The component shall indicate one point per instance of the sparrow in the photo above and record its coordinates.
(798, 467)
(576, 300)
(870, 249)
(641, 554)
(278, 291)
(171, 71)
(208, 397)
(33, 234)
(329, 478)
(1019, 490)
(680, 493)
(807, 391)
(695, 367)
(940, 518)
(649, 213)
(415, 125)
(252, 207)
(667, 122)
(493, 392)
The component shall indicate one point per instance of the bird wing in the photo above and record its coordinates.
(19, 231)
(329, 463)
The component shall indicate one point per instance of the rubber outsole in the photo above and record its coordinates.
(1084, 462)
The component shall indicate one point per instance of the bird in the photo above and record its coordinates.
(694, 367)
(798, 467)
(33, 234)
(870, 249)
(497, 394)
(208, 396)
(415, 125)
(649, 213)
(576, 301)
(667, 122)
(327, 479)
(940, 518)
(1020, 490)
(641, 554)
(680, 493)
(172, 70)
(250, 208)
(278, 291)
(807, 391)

==

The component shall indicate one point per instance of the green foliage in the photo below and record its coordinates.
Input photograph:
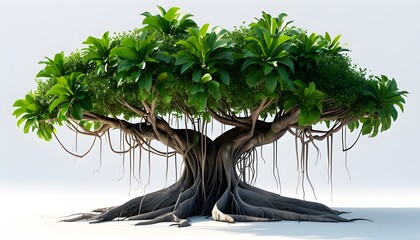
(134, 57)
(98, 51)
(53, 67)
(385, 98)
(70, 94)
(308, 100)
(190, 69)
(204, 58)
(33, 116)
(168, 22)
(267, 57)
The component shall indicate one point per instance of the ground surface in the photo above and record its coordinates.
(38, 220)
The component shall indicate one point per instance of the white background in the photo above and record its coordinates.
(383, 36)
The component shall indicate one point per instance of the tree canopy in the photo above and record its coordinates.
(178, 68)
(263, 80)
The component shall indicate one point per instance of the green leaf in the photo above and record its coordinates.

THE PROBLEM = Which lines in the rows above contain the word "green"? Report each of them in full.

RESULT FOR THIS TASK =
The component shall indicate one point per instance of the green foliage in the photo below and record its coordinates.
The component shall indicate one point per instance of the green leaf in the photo above and record its coordinates.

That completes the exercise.